***** PASSAGE SHOWN *****

Hubris Doesn't Win Friends, Joe OR Blues IV: Harmonica Blues
This morning was our final Blues session up at Oakton Community College. This week, it was time for M to feel the pain and shame with which I've burned watching stupid talented bastards for the last three weeks. There wasn't a guitar in sight, and the piano was used only for the purposes of propping up teaching aids. It was all harmonica, all the time. Feel the Burn.
This week's guide was Joe Filisko, who bears an eerie resemblance to William Hurt. He came armed with harmonicas, natch, but he also had a host of visually exciting (and old and probably fragile and irreplaceable) things for which I immediately started fearing. Basically, the top of the piano had a wide variety of books about some of the seminal blues harmonica folks. Behind him, he'd filled a table behind him with a few pieces of vintage "electric blues" equipment, his "show" harmonicas, some old ads for different kinds of harmonicas, and probably two dozen records, ranging from some original '78s from the 1920s (and one as early as 1904) up through much more recent recordings. I just had this nightmare of people shuffling forward and pawing them. That's probably my stuff though.
He started the session talking a bit about the origin of the harmonica in Europe and its bars to entry on the folk/country/blues scene. After its invention (for sufficiently broad terms of "invention," given that it's based on an Asian instrument in the first place) in Vienna in the 1820s, each harmonica was hand produced, which obviously kept the price high. It was not until about the 1880s that mass production on them began. Once they became economically more available their portability meant that they were pretty readily incorporated into both country music and proto-blues.
Among the earliest known recordings of harmonica are two pieces that amount to exercises: The Train Imitations and the Fox Chase (sometimes called Lost John?), which were often produced as opposite sides on the same record. He started by demonstrating Train. Although we are too polite to discuss such things openly, both M and I were at the ready with water, smelling salts, etc., because it was obvious to both of us that no SINGLE HUMAN BEING could be doing all that without passing the hell out. Joe wisely didn't offer the tidbit that both Train and Fox Chase are the harmonica equivalent of piano scales or staccato thirds until much later otherwise, one of us might have had to smack him.
Having used his trusty Hohner Marine Band G harp (he had a full complement of these in different keys in a kind of harmonica bandolier set off to his left) to demonstrate Train Sounds, he began pulling out some of the other harmonicas to demonstrate their different qualites, up sides, and down sides. The Marine Band harps are standard, 10-hole, diatonic harmonicas. The key to which they are tuned is defined by the chord played on the exhale, although each is capable of playing a different chord (and, therefore, in a different key) on the inhale. Joe didn't mention it, but I find a few references to the fact that Hohner named the Marine Band models after John Phillip Sousa as a means of pimping the instrument. (Hohner appears to have been the world's most dedicated harmonica pimp---inventing nothing, innovating little, but marketing, marketing, marketing).

***** INFORMATION SHOWN *****

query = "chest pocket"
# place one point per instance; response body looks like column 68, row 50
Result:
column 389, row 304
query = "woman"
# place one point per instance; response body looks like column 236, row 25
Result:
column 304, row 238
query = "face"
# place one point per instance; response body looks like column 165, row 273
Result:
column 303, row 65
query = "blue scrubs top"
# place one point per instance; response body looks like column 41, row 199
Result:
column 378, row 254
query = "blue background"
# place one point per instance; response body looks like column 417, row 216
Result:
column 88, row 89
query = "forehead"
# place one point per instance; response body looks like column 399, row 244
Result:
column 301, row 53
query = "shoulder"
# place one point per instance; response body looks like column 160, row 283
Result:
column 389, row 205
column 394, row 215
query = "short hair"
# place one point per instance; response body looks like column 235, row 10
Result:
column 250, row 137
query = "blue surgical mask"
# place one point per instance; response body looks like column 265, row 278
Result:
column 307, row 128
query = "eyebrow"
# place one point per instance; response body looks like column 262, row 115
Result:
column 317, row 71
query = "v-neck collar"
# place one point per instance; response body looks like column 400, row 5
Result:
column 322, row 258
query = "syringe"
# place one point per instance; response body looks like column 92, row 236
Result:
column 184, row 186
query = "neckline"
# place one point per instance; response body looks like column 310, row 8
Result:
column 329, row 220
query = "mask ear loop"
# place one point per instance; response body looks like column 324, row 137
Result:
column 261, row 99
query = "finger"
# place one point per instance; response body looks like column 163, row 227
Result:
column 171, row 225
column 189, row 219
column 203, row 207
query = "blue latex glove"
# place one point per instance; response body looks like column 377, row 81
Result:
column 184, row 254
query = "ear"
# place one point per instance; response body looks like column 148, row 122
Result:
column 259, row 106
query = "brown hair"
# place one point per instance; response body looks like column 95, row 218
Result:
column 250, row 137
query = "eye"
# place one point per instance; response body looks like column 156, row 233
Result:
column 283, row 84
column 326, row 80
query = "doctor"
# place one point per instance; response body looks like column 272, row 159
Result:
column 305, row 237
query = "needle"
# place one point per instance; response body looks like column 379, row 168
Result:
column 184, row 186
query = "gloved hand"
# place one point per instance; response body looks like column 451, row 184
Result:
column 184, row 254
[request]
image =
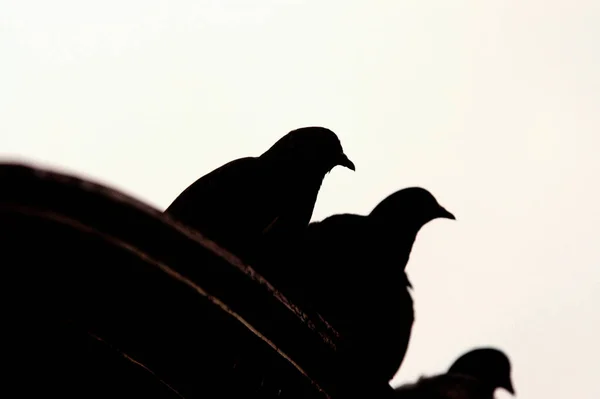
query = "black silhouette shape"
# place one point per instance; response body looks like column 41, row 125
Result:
column 251, row 204
column 116, row 300
column 475, row 375
column 352, row 274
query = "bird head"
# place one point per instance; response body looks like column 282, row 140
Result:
column 488, row 365
column 312, row 148
column 409, row 208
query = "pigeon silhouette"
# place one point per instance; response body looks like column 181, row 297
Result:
column 475, row 375
column 352, row 275
column 252, row 204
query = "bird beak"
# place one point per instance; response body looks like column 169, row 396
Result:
column 344, row 161
column 508, row 386
column 443, row 213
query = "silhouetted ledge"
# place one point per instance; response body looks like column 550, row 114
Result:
column 110, row 297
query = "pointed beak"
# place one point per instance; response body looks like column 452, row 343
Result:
column 508, row 386
column 443, row 213
column 344, row 161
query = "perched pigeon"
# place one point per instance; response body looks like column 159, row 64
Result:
column 353, row 275
column 475, row 375
column 253, row 202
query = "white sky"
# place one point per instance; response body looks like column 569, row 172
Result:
column 492, row 106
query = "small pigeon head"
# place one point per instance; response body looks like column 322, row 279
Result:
column 317, row 148
column 488, row 365
column 410, row 207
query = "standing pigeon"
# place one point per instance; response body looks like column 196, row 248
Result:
column 475, row 375
column 253, row 202
column 353, row 276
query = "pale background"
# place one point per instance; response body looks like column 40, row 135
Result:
column 493, row 106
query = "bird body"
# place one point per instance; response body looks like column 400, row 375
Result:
column 353, row 275
column 474, row 375
column 251, row 204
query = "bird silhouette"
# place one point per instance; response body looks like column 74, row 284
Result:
column 352, row 274
column 252, row 204
column 475, row 375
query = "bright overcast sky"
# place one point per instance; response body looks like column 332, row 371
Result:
column 492, row 106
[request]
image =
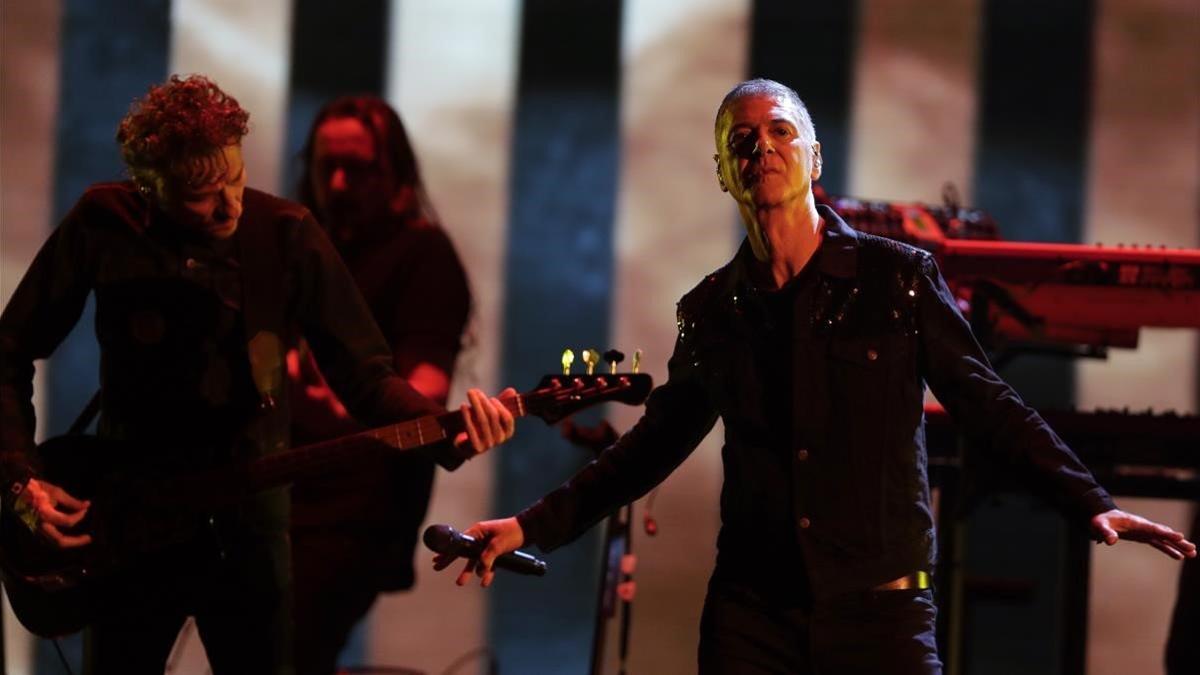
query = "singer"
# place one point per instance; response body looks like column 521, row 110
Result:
column 814, row 345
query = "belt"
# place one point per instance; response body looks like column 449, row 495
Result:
column 917, row 580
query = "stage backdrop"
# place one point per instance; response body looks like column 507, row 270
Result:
column 567, row 147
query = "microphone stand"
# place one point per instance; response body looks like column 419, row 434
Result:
column 617, row 561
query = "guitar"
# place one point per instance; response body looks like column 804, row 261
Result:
column 142, row 505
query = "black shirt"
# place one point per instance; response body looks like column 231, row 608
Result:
column 171, row 329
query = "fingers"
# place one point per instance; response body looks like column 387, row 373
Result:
column 1108, row 535
column 473, row 432
column 487, row 422
column 466, row 574
column 1167, row 549
column 64, row 499
column 64, row 541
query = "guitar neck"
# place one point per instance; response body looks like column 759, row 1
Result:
column 317, row 459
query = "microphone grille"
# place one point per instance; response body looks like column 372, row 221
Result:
column 438, row 538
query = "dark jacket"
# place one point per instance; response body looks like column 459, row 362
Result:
column 171, row 328
column 847, row 488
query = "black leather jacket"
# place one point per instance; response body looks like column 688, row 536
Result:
column 849, row 490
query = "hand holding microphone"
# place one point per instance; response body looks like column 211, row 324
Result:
column 487, row 544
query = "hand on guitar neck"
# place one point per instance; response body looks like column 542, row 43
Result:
column 487, row 420
column 51, row 512
column 48, row 509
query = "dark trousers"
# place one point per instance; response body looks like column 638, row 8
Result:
column 745, row 632
column 335, row 586
column 240, row 599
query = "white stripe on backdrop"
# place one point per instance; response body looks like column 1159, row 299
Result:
column 29, row 75
column 915, row 99
column 454, row 84
column 673, row 226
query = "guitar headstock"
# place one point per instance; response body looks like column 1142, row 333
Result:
column 559, row 395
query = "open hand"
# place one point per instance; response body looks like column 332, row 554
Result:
column 503, row 536
column 48, row 509
column 1116, row 524
column 489, row 423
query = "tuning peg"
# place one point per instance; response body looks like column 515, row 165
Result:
column 592, row 358
column 613, row 357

*****

◆ **WRITTEN EXERCISE 1**
Quote the harmonica blues post from "This week's guide" to "my stuff though.".
◆ **WRITTEN EXERCISE 2**
Pick up the harmonica blues post where it stops and keep writing it.
None of the items are needed for this.

◆ **EXERCISE RESPONSE 1**
This week's guide was Joe Filisko, who bears an eerie resemblance to William Hurt. He came armed with harmonicas, natch, but he also had a host of visually exciting (and old and probably fragile and irreplaceable) things for which I immediately started fearing. Basically, the top of the piano had a wide variety of books about some of the seminal blues harmonica folks. Behind him, he'd filled a table behind him with a few pieces of vintage "electric blues" equipment, his "show" harmonicas, some old ads for different kinds of harmonicas, and probably two dozen records, ranging from some original '78s from the 1920s (and one as early as 1904) up through much more recent recordings. I just had this nightmare of people shuffling forward and pawing them. That's probably my stuff though.

◆ **EXERCISE RESPONSE 2**
In addition to his trusty work-a-day Marine Bands, Joe had a Hohner Double-Sided Comet, which sounded bright and beautiful. It also looked very cool when he played it (very briefly), but one wonders if flipping it around isn't just for show. He also had a chromatic harmonica (i.e., one that contains all 12 tones and, therefore, can be played in any given key), and I don't think it was a Hohner. I'm not sure that any other company selling harmonicas is legal in the US, but I swear it had a distinctively non-Hohner outline (sort of shaped like an empanada, with rounded corners). I'm pretty sure it was not a Bloody Stupid Johnson, given that it did not have JOHNSON written all over it.
At the beginning of the session, Joe had proposed the idea that he'd talk and people could save up questions for the end. (M and I both evilly wondered if he'd been briefed by the three previous performers.) Alas and alack, the questions began as he demonstrated the different types of harps. Some were basic information that it might have been helpful to have from the get go, given that the ways of the harmonica are more mysterious than those of the guitar (and, let's recall, there was a fair amount of didacticism about how to make the guitar do the nasty, dirty things it does in blues), others were of the more momentum-killing variety.
My vote for the best question, however, goes to the person who asked if he used his hands to make the notes. This prompted him to shove most of his G harp into his mouth and proceed to play "Oh, Susannah" with his hands ostentatiously stuffed in his pockets. Little did I know it, but this nearly caused the ZK to explode, as he was already pretty enraged by the fact that there were CLEARLY two DIFFERENT harmonicas playing at all times---one for single notes on the melody, the other for chords. Welcome to my freaking talentless world during each of the three previous sessions, my love.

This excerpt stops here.